Aufgabenstellung:
Schreibe aus dem Text über Influenza bei Älteren den Abschnitt wortgetreu ab, der mit „Dass eine Impfung“ anfängt und sich bis einschließlich „15 µg Hämagglutinin.“ erstreckt.

Text:
MEDIZINREPORT
Influenza in der Praxis: Was bei der Betreuung von Älteren zu beachten ist


Früher als in den vergangenen Jahren breitet sich in Deutschland die Grippewelle aus, wobei der Stamm Influenza A/H3N2/Brisbane, der in der Vergangenheit häufig zu schweren Verläufen und Todesfällen geführt hat, das Bild dominiert. Daher rät das Robert-Koch-Institut auch zum jetzigen Zeitpunkt noch zur Schutzimpfung. Bei Personen über 50 Jahre ist die Ansprech- und Protektionsrate jedoch geringer. „Vermutlich benötigt der ältere Erwachsene bei der Influenza-Impfung ähnlich wie bei der Zoster-Impfung höhere Dosen“, sagte Prof. Dr. med. Bernd Salzberger (Regensburg) kürzlich bei einem Symposium in Hamburg. Die Empfehlung dafür werde wahrscheinlich nicht lange auf sich warten lassen.
Dass eine Impfung mit höheren Antigendosen den Schutz von Älteren (> 65 Jahre) vor Influenza verbessern kann, ergab eine Studie mit einer trivalenten Vakzine, die einen viermal höheren Hämagglutininanteil hat als die Standardvakzine (Falsey, ICAAC 2008, G–1191). In dieser doppelblinden Studie erhielten 2 275 Probanden eine Impfung mit der Hochdosis 60 µg Hämagglutinin und 1 262 Probanden die Impfung mit der Standarddosis 15 µg Hämagglutinin.

Aufgeführte Zeilen:

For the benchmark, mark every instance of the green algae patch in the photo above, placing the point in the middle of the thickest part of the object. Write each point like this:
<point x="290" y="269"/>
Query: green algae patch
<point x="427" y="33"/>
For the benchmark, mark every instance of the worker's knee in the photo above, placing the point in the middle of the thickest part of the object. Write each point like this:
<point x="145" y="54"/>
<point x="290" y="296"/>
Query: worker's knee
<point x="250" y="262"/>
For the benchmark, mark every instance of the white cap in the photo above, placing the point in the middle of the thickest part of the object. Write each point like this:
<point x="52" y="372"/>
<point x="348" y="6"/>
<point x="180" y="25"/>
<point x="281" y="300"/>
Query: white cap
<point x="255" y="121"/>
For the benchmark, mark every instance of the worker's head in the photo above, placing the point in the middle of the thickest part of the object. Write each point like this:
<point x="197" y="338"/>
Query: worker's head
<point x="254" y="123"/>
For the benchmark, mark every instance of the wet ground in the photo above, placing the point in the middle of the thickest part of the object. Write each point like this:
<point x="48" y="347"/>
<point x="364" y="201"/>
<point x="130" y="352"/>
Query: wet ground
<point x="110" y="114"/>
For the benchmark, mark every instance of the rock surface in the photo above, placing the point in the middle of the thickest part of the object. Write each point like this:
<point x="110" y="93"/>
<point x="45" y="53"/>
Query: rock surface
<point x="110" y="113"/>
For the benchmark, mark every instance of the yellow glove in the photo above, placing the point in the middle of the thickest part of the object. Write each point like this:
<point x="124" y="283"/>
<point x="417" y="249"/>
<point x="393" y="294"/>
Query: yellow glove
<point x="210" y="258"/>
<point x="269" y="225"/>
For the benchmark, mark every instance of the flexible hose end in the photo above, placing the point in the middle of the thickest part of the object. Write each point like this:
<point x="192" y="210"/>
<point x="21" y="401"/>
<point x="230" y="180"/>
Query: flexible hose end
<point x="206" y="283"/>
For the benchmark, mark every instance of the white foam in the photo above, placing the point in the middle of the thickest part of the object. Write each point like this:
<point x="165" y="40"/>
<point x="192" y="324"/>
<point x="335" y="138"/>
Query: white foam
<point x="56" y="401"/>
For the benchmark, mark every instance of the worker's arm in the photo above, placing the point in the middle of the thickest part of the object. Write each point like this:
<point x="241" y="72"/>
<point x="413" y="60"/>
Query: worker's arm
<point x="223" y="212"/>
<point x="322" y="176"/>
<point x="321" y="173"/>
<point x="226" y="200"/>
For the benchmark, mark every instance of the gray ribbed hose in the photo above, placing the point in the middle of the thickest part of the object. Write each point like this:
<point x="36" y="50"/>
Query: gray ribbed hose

Erledigte Aufgabe:
Dass eine Impfung mit höheren Antigendosen den Schutz von Älteren (> 65 Jahre) vor Influenza verbessern kann, ergab eine Studie mit einer trivalenten Vakzine, die einen viermal höheren Hämagglutininanteil hat als die Standardvakzine (Falsey, ICAAC 2008, G–1191). In dieser doppelblinden Studie erhielten 2 275 Probanden eine Impfung mit der Hochdosis 60 µg Hämagglutinin und 1 262 Probanden die Impfung mit der Standarddosis 15 µg Hämagglutinin.